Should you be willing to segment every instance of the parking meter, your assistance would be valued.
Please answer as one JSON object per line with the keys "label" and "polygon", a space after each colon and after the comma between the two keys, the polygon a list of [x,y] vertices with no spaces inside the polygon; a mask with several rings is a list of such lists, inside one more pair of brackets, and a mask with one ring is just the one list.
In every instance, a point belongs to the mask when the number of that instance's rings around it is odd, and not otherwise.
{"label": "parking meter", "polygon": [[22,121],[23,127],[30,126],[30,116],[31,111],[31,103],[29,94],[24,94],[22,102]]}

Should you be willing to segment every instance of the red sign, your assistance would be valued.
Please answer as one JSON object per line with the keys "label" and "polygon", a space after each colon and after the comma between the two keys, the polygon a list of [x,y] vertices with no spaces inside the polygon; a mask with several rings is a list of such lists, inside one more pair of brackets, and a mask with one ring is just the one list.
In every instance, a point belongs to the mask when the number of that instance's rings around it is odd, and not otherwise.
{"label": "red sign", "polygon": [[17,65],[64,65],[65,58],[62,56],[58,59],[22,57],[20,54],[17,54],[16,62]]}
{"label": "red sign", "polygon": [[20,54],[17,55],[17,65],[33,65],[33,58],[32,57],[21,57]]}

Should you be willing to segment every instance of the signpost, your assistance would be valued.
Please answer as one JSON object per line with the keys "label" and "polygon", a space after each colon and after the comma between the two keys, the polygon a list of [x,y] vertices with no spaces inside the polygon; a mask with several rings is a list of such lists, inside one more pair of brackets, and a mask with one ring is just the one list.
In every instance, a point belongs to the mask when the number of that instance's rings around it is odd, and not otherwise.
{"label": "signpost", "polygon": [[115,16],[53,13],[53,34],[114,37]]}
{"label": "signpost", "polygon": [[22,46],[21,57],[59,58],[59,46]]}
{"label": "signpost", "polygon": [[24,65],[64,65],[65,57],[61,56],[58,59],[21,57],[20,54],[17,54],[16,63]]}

************

▶ **Given problem**
Extract every line of the records above that contains the word "segment".

▶ **Exercise answer**
Should you be willing to segment every instance of the parking meter, your assistance would be valued.
Should you be willing to segment every instance of the red sign, your assistance would be valued.
Should you be willing to segment every instance of the signpost, your assistance would be valued.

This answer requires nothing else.